● PARTS OF THE EXERCISE:
a) Reproduce the passage from the article about economist Katrine Vellesen Løken, starting at "In 2017, Norwegian" and ending at "upper secondary school.".
b) How many lines in the data entries below contain the string "wall"? Give only the number.

● READING PASSAGE:
--- START ---
Katrine Vellesen Løken: Four Years After Receiving the Nils Klim Prize.

15.12.2021

In 2017, Norwegian Professor of Economics Katrine Vellesen Løken received the Nils Klim Prize for her research on the Nordic welfare states. In this interview, she talks about her current research interests, and more.

Even before Vellesen Løken won the Nils Klim Prize, she has been an active researcher, with frequent publishing and is currently deputy head of the Department of Economics at the Norwegian School of Economics. As the youngest Norwegian female professor of economics ever, Vellesen Løken has done a lot of research on topics related to the Nordic welfare model, especially in work, health, family, and most recently criminology. However, it was not a given that she would become a social economist when she finished upper secondary school. 

Had no clear plan  

In the interview, Vellesen Løken says that she did no plan on becoming an economist when she finished high school.  

- After high school I was not sure what to do. I started at the University of Bergen and did different courses, both in mathematics and some sociology and some economics. I didn’t have a very clear plan after high school, but then I ended up liking economics very much because it is a great combination of both studying mathematics, which I liked a lot, but also interesting politics and social science questions. I liked that combination a lot, so that was the reason for continuing to do economics.
--- END ---
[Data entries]
--- START ---
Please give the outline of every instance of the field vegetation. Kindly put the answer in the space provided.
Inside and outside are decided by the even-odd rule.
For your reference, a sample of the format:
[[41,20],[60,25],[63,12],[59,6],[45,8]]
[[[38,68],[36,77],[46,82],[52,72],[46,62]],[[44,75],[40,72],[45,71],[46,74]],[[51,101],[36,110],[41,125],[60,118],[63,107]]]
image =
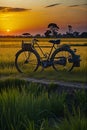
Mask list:
[[[11,40],[11,39],[10,39]],[[12,39],[13,40],[13,39]],[[27,77],[35,77],[35,78],[45,78],[51,80],[63,80],[63,81],[76,81],[76,82],[86,82],[86,74],[87,74],[87,47],[86,46],[71,46],[72,49],[77,49],[77,54],[81,56],[81,65],[78,68],[74,68],[72,72],[55,72],[52,67],[45,69],[42,73],[40,73],[39,69],[37,72],[29,73],[27,75],[22,75],[17,72],[14,61],[15,54],[18,50],[21,49],[21,41],[16,41],[18,39],[14,39],[14,42],[0,42],[0,76],[27,76]],[[24,39],[25,41],[28,39]],[[85,44],[87,39],[63,39],[61,44],[69,43],[69,44]],[[30,39],[31,41],[31,39]],[[47,39],[43,39],[44,42],[40,42],[42,44],[48,44]],[[74,41],[74,42],[72,42]],[[80,42],[79,42],[80,41]],[[48,44],[49,45],[49,44]],[[44,49],[44,51],[48,51],[48,49]]]
[[[86,83],[87,47],[72,46],[72,49],[77,48],[77,54],[80,54],[82,60],[81,66],[72,72],[55,72],[50,67],[42,73],[40,68],[37,72],[26,75],[20,74],[14,64],[15,54],[21,48],[20,39],[16,42],[2,40],[0,130],[87,130],[87,90],[70,88],[64,91],[53,84],[47,86],[19,80],[20,77],[33,77],[49,79],[51,82],[61,80]],[[68,42],[72,44],[71,41]]]
[[0,81],[0,129],[86,130],[87,91],[54,92],[54,87]]

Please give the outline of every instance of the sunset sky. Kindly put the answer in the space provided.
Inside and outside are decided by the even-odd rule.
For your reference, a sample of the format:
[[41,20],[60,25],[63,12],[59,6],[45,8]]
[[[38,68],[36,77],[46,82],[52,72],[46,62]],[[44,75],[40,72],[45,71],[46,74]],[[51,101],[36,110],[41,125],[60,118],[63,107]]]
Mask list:
[[51,22],[87,31],[87,0],[0,0],[0,35],[44,34]]

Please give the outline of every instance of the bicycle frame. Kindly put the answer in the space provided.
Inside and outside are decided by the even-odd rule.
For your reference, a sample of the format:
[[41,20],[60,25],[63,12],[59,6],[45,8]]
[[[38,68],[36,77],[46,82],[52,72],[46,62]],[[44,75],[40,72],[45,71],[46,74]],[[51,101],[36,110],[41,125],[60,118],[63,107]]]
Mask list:
[[[34,39],[35,40],[35,39]],[[51,48],[50,48],[50,52],[48,53],[48,56],[46,55],[46,53],[44,53],[43,52],[43,47],[44,48],[47,48],[47,47],[49,47],[49,46],[40,46],[39,44],[38,44],[38,40],[35,40],[35,41],[32,41],[32,46],[33,46],[33,48],[37,51],[37,49],[36,48],[39,48],[39,50],[40,50],[40,52],[42,53],[42,55],[44,56],[44,58],[47,58],[46,60],[49,60],[50,59],[50,57],[51,57],[51,55],[52,55],[52,52],[53,52],[53,49],[55,49],[56,50],[56,47],[55,47],[55,45],[53,44],[52,46],[51,46]],[[35,46],[36,45],[36,46]],[[42,57],[40,57],[40,58],[42,58]]]

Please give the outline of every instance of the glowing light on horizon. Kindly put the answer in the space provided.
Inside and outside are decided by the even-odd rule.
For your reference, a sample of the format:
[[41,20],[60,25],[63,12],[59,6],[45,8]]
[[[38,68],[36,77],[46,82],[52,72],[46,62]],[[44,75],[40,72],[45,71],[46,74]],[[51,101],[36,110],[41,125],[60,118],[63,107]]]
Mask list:
[[7,30],[6,30],[6,32],[8,32],[8,33],[9,33],[10,31],[11,31],[10,29],[7,29]]

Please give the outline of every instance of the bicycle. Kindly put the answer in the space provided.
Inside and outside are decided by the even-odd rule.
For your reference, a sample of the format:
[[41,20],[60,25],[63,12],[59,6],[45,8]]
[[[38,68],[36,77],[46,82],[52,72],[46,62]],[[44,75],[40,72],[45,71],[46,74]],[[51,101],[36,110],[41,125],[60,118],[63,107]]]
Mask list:
[[[56,71],[71,71],[74,67],[80,67],[80,55],[76,55],[76,49],[72,50],[69,45],[60,46],[60,40],[50,40],[52,44],[49,53],[44,53],[42,47],[38,44],[37,39],[31,43],[22,41],[22,49],[16,53],[15,66],[21,73],[35,72],[39,66],[48,68],[53,67]],[[43,57],[37,51],[41,51]]]

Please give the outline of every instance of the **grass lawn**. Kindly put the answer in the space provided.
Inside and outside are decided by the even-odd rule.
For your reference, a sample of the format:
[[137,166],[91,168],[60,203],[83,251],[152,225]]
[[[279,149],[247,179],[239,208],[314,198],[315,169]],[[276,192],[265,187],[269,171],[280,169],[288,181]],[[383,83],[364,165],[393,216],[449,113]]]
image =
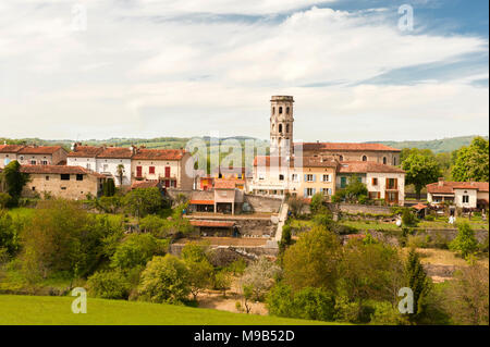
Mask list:
[[0,295],[0,325],[309,325],[336,324],[231,313],[163,303],[87,299],[87,313],[71,311],[74,297]]

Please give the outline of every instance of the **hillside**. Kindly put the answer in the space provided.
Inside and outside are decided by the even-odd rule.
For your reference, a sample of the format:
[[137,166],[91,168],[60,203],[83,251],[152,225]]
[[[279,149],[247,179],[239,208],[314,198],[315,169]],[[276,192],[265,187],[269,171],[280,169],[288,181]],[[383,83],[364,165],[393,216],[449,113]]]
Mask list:
[[[463,146],[468,146],[473,138],[471,136],[448,137],[442,139],[427,140],[427,141],[369,141],[368,144],[383,144],[390,147],[403,149],[403,148],[419,148],[430,149],[434,153],[452,152],[460,149]],[[488,139],[488,136],[483,136]]]
[[74,297],[0,295],[0,325],[320,325],[319,321],[231,313],[184,306],[87,299],[87,313],[71,311]]

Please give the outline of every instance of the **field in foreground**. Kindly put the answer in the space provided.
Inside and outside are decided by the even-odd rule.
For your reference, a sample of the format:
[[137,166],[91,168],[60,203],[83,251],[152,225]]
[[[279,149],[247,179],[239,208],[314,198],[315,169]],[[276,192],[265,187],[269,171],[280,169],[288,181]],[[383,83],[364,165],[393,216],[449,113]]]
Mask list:
[[305,325],[334,324],[231,313],[173,305],[88,298],[87,313],[71,311],[74,297],[0,295],[0,325]]

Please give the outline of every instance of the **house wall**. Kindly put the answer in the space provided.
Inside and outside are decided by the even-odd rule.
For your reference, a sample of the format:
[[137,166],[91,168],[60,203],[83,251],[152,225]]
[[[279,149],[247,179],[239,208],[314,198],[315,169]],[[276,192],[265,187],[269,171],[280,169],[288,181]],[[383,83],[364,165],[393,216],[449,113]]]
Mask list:
[[97,196],[100,190],[100,178],[94,175],[83,175],[83,181],[76,181],[76,175],[70,175],[70,181],[61,181],[60,174],[29,174],[29,177],[22,193],[27,198],[49,193],[57,198],[78,200],[85,199],[88,193]]
[[131,185],[131,159],[105,159],[97,158],[97,172],[101,174],[110,174],[114,178],[114,184],[120,186],[118,177],[118,166],[120,164],[124,165],[124,177],[122,185],[128,186]]
[[[477,207],[477,190],[476,189],[453,189],[454,202],[457,207],[474,209]],[[463,202],[463,196],[469,197],[468,202]]]

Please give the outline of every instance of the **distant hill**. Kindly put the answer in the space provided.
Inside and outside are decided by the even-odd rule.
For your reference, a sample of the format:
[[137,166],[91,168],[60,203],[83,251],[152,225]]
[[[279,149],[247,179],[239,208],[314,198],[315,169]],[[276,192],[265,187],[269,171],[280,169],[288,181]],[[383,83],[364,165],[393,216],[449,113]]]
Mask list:
[[[441,152],[451,152],[453,150],[456,150],[461,148],[462,146],[468,146],[474,136],[461,136],[461,137],[448,137],[443,139],[434,139],[434,140],[425,140],[425,141],[367,141],[366,144],[383,144],[390,147],[403,149],[403,148],[420,148],[420,149],[430,149],[434,153],[441,153]],[[488,139],[488,136],[483,136]],[[209,136],[203,136],[200,137],[205,140],[206,144],[209,144],[210,137]],[[108,146],[117,146],[117,147],[130,147],[131,145],[135,146],[146,146],[147,148],[170,148],[170,149],[176,149],[176,148],[185,148],[185,144],[191,138],[187,137],[156,137],[156,138],[109,138],[105,140],[97,140],[97,139],[88,139],[83,140],[82,142],[84,145],[90,145],[90,146],[101,146],[101,145],[108,145]],[[221,138],[221,140],[225,139],[236,139],[241,144],[243,144],[247,139],[255,139],[259,140],[254,137],[248,136],[233,136],[233,137],[225,137]],[[7,141],[9,144],[36,144],[36,145],[60,145],[63,146],[66,149],[70,149],[71,145],[74,142],[72,139],[62,139],[62,140],[50,140],[50,139],[40,139],[40,138],[20,138],[20,139],[9,139],[9,138],[1,138],[0,137],[0,144],[3,144],[3,141]],[[260,140],[264,141],[264,140]]]
[[[434,153],[452,152],[463,146],[468,146],[477,135],[448,137],[442,139],[433,139],[427,141],[369,141],[367,144],[383,144],[397,149],[419,148],[430,149]],[[482,136],[488,139],[488,136]]]

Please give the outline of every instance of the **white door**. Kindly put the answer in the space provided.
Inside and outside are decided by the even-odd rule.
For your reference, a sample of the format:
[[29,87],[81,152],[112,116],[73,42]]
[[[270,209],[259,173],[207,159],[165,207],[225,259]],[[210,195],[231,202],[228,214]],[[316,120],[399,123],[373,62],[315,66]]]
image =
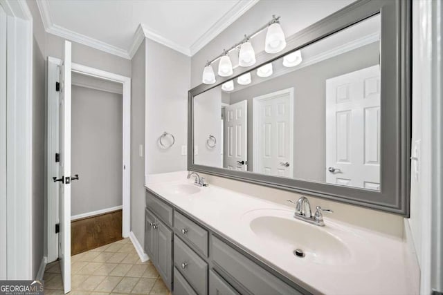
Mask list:
[[248,102],[243,100],[225,108],[225,168],[248,170]]
[[71,291],[71,42],[64,41],[60,67],[60,169],[59,258],[64,293]]
[[380,68],[326,80],[326,182],[380,189]]
[[254,172],[292,178],[293,88],[254,97]]

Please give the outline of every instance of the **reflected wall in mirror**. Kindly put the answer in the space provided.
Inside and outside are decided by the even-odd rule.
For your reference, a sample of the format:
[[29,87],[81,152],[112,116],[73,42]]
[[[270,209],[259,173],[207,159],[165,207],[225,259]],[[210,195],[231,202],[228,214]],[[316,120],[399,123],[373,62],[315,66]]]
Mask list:
[[379,191],[380,23],[194,97],[194,164]]

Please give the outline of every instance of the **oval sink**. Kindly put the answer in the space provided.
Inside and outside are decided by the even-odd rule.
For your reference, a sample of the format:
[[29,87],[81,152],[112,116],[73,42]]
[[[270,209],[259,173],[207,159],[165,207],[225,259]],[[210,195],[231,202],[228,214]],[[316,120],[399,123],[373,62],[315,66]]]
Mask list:
[[269,243],[275,251],[293,255],[296,249],[301,249],[304,256],[293,255],[293,259],[329,265],[347,264],[351,259],[350,251],[338,238],[325,228],[304,221],[264,216],[251,220],[250,227],[263,242]]
[[199,193],[200,188],[192,184],[174,184],[167,187],[165,191],[174,195],[192,195]]

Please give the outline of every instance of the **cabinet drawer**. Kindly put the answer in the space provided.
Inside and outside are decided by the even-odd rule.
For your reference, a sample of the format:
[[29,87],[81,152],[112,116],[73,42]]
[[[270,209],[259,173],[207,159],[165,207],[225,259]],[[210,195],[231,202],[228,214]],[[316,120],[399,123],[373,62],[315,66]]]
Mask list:
[[174,238],[174,265],[199,294],[208,294],[208,264],[177,236]]
[[172,227],[173,210],[172,207],[147,191],[146,192],[146,207],[167,225]]
[[210,251],[217,265],[254,294],[302,294],[214,236]]
[[239,295],[238,292],[214,271],[209,271],[209,295]]
[[186,279],[176,267],[174,268],[174,294],[177,295],[197,295],[195,291],[188,283]]
[[208,231],[206,229],[177,211],[174,212],[174,227],[179,231],[181,238],[193,244],[208,256]]

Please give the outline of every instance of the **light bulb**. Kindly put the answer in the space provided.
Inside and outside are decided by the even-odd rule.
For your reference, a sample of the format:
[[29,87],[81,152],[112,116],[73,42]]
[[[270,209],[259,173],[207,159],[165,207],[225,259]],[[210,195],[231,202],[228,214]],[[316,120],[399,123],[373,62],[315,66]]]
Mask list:
[[242,44],[238,55],[238,64],[240,66],[250,66],[255,64],[255,52],[252,44],[248,40]]
[[283,57],[283,66],[291,68],[299,65],[302,60],[301,51],[294,51]]
[[219,76],[228,77],[233,75],[233,64],[228,55],[224,55],[220,58],[219,63]]
[[264,51],[268,53],[277,53],[286,47],[286,39],[280,23],[274,23],[269,26],[266,33]]
[[213,84],[215,83],[215,75],[214,74],[214,70],[210,64],[207,64],[206,66],[205,66],[205,68],[203,70],[201,82],[205,84]]
[[240,77],[237,78],[237,83],[240,85],[248,85],[251,83],[251,73],[246,73],[244,75],[242,75]]
[[257,75],[262,78],[269,77],[272,75],[272,63],[266,64],[257,69]]
[[233,80],[228,81],[222,85],[222,90],[224,91],[232,91],[234,90],[234,82]]

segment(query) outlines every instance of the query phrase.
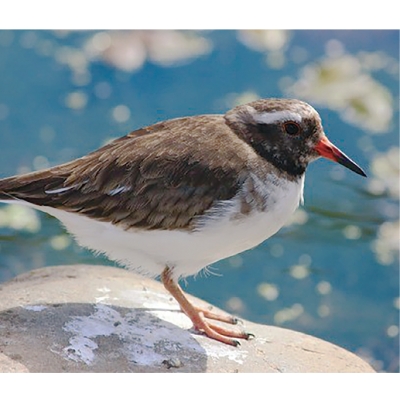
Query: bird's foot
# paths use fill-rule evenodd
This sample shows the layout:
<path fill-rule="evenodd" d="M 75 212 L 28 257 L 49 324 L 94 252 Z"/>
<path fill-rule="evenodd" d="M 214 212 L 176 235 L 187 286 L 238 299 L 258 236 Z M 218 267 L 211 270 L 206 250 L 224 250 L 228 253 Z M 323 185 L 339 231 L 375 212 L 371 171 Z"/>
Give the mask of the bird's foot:
<path fill-rule="evenodd" d="M 176 301 L 181 306 L 182 311 L 191 319 L 195 329 L 204 333 L 211 339 L 238 346 L 240 342 L 237 339 L 250 339 L 254 337 L 251 333 L 241 330 L 229 329 L 216 324 L 214 321 L 225 322 L 229 324 L 237 324 L 238 320 L 228 314 L 215 313 L 209 309 L 195 307 L 186 297 L 185 293 L 171 277 L 170 268 L 165 268 L 161 280 L 165 288 L 172 294 Z"/>

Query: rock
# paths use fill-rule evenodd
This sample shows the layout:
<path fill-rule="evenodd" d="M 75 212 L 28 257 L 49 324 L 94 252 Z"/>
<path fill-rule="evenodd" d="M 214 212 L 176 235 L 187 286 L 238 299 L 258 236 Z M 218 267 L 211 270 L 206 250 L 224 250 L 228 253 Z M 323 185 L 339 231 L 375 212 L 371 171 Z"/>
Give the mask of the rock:
<path fill-rule="evenodd" d="M 374 372 L 315 337 L 243 323 L 255 338 L 231 347 L 193 331 L 159 282 L 41 268 L 0 286 L 0 372 Z"/>

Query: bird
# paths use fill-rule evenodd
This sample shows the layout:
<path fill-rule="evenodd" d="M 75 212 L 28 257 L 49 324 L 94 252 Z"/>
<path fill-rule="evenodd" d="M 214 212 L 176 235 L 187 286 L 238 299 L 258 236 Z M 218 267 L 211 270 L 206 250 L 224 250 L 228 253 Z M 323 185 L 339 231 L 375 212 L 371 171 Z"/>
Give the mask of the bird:
<path fill-rule="evenodd" d="M 306 168 L 320 157 L 366 176 L 311 105 L 264 98 L 157 122 L 81 158 L 3 178 L 0 202 L 48 213 L 81 246 L 160 277 L 197 332 L 237 346 L 253 335 L 193 304 L 179 280 L 274 235 L 302 204 Z"/>

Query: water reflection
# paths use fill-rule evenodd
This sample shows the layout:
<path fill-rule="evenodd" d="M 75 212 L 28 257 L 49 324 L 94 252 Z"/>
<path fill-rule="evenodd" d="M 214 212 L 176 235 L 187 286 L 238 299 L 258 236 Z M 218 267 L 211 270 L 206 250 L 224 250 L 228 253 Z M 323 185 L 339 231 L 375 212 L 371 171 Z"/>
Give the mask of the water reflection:
<path fill-rule="evenodd" d="M 369 178 L 360 182 L 329 163 L 313 166 L 305 207 L 277 237 L 215 266 L 226 267 L 223 285 L 210 277 L 187 289 L 244 318 L 316 334 L 395 370 L 399 64 L 378 33 L 368 33 L 369 47 L 355 46 L 351 35 L 0 31 L 0 147 L 7 149 L 0 170 L 45 168 L 144 123 L 224 112 L 265 96 L 301 97 L 329 110 L 331 138 L 364 156 Z M 0 208 L 0 238 L 2 280 L 42 265 L 107 263 L 26 208 Z"/>

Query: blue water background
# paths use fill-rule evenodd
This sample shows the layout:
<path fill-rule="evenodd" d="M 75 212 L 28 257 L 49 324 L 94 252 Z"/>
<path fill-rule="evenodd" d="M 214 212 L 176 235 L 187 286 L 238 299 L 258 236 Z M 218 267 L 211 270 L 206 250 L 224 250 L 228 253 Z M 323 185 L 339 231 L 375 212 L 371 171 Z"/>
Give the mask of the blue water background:
<path fill-rule="evenodd" d="M 185 290 L 397 372 L 398 67 L 397 31 L 0 31 L 0 177 L 71 160 L 164 119 L 224 113 L 257 97 L 309 101 L 369 177 L 313 163 L 295 223 L 215 264 L 215 274 L 189 278 Z M 383 111 L 374 116 L 376 107 Z M 0 212 L 0 282 L 46 265 L 110 264 L 69 241 L 53 218 L 29 215 L 25 227 L 7 206 Z"/>

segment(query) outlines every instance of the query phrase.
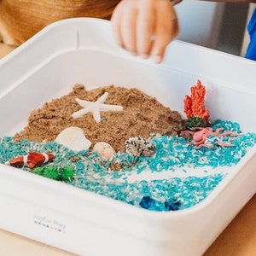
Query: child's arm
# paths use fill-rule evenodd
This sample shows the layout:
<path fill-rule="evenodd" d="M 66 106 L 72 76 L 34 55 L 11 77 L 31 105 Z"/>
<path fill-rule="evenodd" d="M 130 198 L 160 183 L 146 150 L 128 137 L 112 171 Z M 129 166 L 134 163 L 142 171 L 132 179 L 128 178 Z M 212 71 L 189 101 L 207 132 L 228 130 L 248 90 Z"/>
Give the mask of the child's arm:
--- END ---
● THE RESULTS:
a)
In 2017, Norwegian Professor of Economics Katrine Vellesen Løken received the Nils Klim Prize for her research on the Nordic welfare states. In this interview, she talks about her current research interests, and more.

Even before Vellesen Løken won the Nils Klim Prize, she has been an active researcher, with frequent publishing and is currently deputy head of the Department of Economics at the Norwegian School of Economics. As the youngest Norwegian female professor of economics ever, Vellesen Løken has done a lot of research on topics related to the Nordic welfare model, especially in work, health, family, and most recently criminology. However, it was not a given that she would become a social economist when she finished upper secondary school.

b) 2